▸ Problem requirements
Reproduce each record exactly.

(Records from a collection)
# # # # #
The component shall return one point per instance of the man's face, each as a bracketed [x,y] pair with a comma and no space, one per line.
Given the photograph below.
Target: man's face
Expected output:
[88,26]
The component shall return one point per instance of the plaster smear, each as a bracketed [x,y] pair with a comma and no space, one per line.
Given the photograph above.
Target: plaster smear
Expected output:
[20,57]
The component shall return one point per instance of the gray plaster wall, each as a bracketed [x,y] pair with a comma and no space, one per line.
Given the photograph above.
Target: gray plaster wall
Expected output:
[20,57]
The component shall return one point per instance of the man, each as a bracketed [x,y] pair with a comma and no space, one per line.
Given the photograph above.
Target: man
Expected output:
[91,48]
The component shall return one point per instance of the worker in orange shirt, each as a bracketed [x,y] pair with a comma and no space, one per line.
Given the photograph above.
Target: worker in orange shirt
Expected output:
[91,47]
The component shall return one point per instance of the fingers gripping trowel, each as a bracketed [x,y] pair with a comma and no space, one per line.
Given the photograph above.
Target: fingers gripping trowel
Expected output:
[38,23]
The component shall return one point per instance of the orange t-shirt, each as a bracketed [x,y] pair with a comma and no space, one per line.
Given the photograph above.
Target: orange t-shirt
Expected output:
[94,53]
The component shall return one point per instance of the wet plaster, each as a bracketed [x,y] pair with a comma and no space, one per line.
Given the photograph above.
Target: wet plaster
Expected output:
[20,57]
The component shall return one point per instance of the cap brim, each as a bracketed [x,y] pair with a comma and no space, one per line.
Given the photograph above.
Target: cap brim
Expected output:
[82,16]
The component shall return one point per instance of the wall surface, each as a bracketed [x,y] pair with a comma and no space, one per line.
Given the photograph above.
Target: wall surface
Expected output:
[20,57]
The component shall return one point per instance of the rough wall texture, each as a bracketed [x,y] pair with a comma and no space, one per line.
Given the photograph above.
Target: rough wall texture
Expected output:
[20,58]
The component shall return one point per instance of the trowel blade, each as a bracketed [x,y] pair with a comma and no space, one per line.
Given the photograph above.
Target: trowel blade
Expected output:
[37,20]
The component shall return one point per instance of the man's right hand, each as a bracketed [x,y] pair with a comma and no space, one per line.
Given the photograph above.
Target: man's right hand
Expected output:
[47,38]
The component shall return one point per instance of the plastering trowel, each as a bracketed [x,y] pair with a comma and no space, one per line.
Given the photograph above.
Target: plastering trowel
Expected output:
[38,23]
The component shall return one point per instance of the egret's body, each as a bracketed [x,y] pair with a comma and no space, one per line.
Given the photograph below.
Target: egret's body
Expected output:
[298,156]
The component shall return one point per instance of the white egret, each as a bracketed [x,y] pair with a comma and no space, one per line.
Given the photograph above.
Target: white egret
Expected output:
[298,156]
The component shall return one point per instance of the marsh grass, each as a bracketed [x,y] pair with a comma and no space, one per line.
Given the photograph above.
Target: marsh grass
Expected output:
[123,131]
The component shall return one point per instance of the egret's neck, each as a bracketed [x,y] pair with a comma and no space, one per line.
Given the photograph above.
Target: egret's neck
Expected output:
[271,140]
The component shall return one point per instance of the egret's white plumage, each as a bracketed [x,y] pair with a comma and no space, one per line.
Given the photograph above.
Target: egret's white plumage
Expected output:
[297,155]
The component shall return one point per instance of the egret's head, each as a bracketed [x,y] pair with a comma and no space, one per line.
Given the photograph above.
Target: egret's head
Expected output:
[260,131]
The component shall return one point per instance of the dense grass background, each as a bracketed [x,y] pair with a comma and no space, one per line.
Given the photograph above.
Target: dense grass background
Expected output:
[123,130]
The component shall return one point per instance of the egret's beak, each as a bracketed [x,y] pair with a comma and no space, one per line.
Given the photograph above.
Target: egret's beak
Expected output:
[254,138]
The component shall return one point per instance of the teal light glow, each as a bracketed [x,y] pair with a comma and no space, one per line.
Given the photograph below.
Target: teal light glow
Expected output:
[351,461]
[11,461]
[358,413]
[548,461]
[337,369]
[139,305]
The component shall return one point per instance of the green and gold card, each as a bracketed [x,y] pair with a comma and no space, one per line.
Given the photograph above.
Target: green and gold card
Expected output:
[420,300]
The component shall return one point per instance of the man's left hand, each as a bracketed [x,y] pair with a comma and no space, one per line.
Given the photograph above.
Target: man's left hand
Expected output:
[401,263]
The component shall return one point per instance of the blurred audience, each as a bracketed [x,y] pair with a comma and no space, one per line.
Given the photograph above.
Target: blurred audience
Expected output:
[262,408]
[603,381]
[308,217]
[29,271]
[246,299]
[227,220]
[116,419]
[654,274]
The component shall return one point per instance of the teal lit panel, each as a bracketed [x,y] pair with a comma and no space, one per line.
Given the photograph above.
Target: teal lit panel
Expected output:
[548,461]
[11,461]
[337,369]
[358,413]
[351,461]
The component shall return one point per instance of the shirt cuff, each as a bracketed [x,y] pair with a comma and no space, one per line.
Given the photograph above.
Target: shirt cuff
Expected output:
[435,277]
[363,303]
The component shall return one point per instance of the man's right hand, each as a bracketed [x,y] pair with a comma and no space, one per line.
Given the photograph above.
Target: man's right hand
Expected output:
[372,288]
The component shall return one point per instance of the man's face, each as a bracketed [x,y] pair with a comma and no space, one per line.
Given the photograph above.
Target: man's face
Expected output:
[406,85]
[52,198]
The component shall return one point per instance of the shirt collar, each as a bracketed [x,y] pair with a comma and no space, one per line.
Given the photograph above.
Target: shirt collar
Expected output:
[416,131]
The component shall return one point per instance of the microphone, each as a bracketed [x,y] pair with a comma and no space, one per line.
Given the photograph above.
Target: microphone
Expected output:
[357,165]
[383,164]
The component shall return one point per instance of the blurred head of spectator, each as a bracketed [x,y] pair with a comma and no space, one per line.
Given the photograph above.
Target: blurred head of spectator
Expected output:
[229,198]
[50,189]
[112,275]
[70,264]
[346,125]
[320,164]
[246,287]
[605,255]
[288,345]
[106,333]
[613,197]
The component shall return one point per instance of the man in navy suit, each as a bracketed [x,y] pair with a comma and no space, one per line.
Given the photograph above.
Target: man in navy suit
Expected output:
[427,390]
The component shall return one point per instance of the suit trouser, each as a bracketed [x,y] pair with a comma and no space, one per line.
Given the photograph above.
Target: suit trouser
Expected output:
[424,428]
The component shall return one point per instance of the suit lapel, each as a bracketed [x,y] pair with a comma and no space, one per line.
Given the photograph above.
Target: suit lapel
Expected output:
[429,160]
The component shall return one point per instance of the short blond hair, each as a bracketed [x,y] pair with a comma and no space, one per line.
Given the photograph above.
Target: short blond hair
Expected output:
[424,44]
# # # # #
▸ Finished exercise
The component shall return one point per instance of the man's face, each as a bracketed [x,y] pair with a comma and no space, one per line.
Given the photograph below.
Target: man's face
Expected output:
[88,26]
The component shall return one point per instance of the plaster smear, each as a bracketed [x,y] pair with a comma and no space, one per line.
Given the photograph above.
Target: plaster smear
Expected output:
[20,57]
The component shall return one point per instance of the gray plaster wall, each as a bracketed [x,y] pair with a comma and no space, one per line.
Given the photograph above.
Target: gray plaster wall
Expected output:
[20,57]
The component shall return one point per instance of the man, each as a bracketed [x,y] pair with a comma and no space, one per line.
Given the photograph above.
Target: man
Expected output:
[91,48]
The component shall return one point per instance of the worker in orange shirt, each as a bracketed [x,y] pair with a comma and no space, one per line.
Given the photograph above.
Target: worker in orange shirt
Expected output:
[91,47]
The component shall return one point per instance of the fingers gripping trowel, each as a bracketed [x,y] pair with a comma and no space, one per line.
Given the photograph above.
Target: fingers gripping trowel
Expected output:
[38,23]
The component shall return one point per instance of the orange t-shirt, each as a bracketed [x,y] pair with a comma and no space, one per line.
Given the photograph above.
Target: orange t-shirt
Expected output:
[94,53]
The component shall return one point per instance of the wet plaster, each as a bracketed [x,y] pair with a comma and no space, one per line.
Given the photograph above.
Target: wet plaster
Expected output:
[20,57]
The component shall return one point per instance of the cap brim, each as a bracketed [x,y] pair with a comma and no space, one per line.
Given the photograph above.
Target: cap brim
Expected output:
[82,16]
The component shall return one point per instance of the wall surface, each as a bracketed [x,y] pair with a comma and no space, one per line.
Given the photograph above.
Target: wall surface
Expected output:
[20,57]
The component shall return one point per instance of the rough wall texture, each as a bracketed [x,y] pair with a comma and no space, one per line.
Given the photograph above.
Target: rough wall texture
Expected output:
[20,58]
The component shall return one point per instance of the trowel blade, each as a bracketed [x,y] pair with a comma and no space, one per line.
Given the photograph above.
Target: trowel blade
Expected output:
[37,20]
The component shall return one point per instance of the man's right hand, each as a bracketed [x,y] pair with a comma and no space, one per line.
Given the photograph above.
Target: man's right hand
Expected output:
[47,38]
The component shall return one point per instance of the plastering trowel, each as a bracketed [x,y] pair with a comma and no space, one per line.
Given the photograph above.
Target: plastering trowel
Expected output:
[38,23]
The component shall return one point per instance of the egret's body, each as a bracketed [x,y] pair with a comma and no space, one per line.
Given the photograph below.
Target: egret's body
Expected output:
[298,156]
The component shall return one point per instance of the white egret, each as a bracketed [x,y] pair with a comma and no space, one per line.
Given the photograph above.
Target: white egret
Expected output:
[298,156]
The component shall return one point per instance of the marsh grass, each as a bracketed [x,y] pair with a comma and no space, one per line.
Given the photograph above.
Target: marsh grass
Expected output:
[123,131]
The component shall return one point per instance of the egret's neck, each as a bracketed [x,y] pair with a comma and no space, one per line.
Given the photograph above.
Target: egret's neck
Expected output:
[271,140]
The component shall return one point per instance of the egret's white plumage, each as a bracketed [x,y] pair with a comma and no space, one per line.
Given the photograph above.
Target: egret's white plumage
Expected output:
[297,155]
The component shall return one point per instance of the egret's head, each as a bracketed [x,y] pair with a comma and no space, one per line.
Given the photograph above.
Target: egret's head
Expected output:
[260,131]
The component shall return one point per instance of the dense grass background, each as a bracketed [x,y] pair with a comma and no space, one per line.
Given the photograph above.
Target: dense grass background
Expected output:
[123,130]
The component shall return one point per instance of the egret's beak, each as a bracketed [x,y] pair with a comma and no space, one per line.
Given the photograph above.
Target: egret's beak
Expected output:
[254,138]
The component shall return one point per instance of the teal light glow, each as a bracketed [x,y] pair with a comma and no space, one per line.
Given the photograph below.
Target: teal light glow
Expected output:
[351,461]
[11,461]
[358,413]
[548,461]
[337,369]
[139,305]
The component shall return one point per instance of the green and gold card, each as a bracketed [x,y] pair with a comma and no space, one per line.
Given the photograph above.
Target: green and gold card
Expected output:
[420,300]
The component shall return one point per instance of the man's left hand, each as a bracketed [x,y] pair with a comma and no space, one per line.
Given the photograph above.
Target: man's left hand
Expected output:
[401,263]
The component shall return one point per instance of the blurred audience, each as a bracketed [x,y] pair with a comma and no space, one per line.
Given the photograph above.
Target: blurred audience
Expected output:
[262,408]
[603,381]
[308,217]
[29,271]
[246,299]
[227,220]
[116,419]
[654,274]
The component shall return one point per instance of the teal lit panel, each as a bracketed [x,y] pair with a comma and no space, one per line.
Given the photograph above.
Target: teal lit panel
Expected output:
[548,461]
[11,461]
[337,369]
[358,413]
[351,461]
The component shall return one point per instance of the shirt cuff, each as a bracketed [x,y] pair with a comma and no space, one per line.
Given the photograph above.
Target: shirt cuff
Expected output:
[435,277]
[363,303]
The component shall return one point per instance of the man's right hand, each as a bracketed [x,y] pair with a comma and no space, one per line.
Given the photograph above.
Target: man's right hand
Expected output:
[372,288]
The component shall return one point per instance of the man's face, each as a bracketed [x,y] pair with a comma and no space, one per line.
Given the photograph above.
Target: man's face
Expected output:
[406,85]
[52,198]
The component shall return one point per instance of the shirt collar, each as a bracketed [x,y] pair with a comma and no space, one per line.
Given the photograph above.
Target: shirt collar
Expected output:
[416,131]
The component shall return one point per instance of the microphone, each as a bracketed [x,y] pair with a comma and no space, one per line.
Given the photograph above.
Target: microphone
Expected output:
[357,165]
[383,164]
The component shall return one point per instance of the blurred head of spectator, each as a bracketed [x,y] pair with a comma and no space, one per line.
Given the photograph above.
Target: blurred head of spectator
Expected output:
[229,198]
[50,189]
[112,275]
[70,264]
[346,125]
[320,164]
[246,287]
[605,255]
[288,345]
[106,333]
[613,197]
The component shall return one point per instance of the man in navy suit, each as a bracketed [x,y] pair with a comma and no space, one per line.
Given the photograph above.
Target: man in navy suit
Expected output:
[427,390]
The component shall return one point per instance of the suit trouser, each as a bracketed [x,y] pair with a comma and no space, one per line.
Given the photograph above.
Target: suit trouser
Expected output:
[424,428]
The component shall return one point per instance of the suit lapel, each as a bracketed [x,y] pair with a comma and no space, one per line.
Given the photograph above.
Target: suit lapel
Expected output:
[429,160]
The component shall return one point per instance of the short blond hair, each as a bracketed [x,y] pair with a comma and no space, one per line.
Given the photograph above.
Target: short blond hair
Expected output:
[424,44]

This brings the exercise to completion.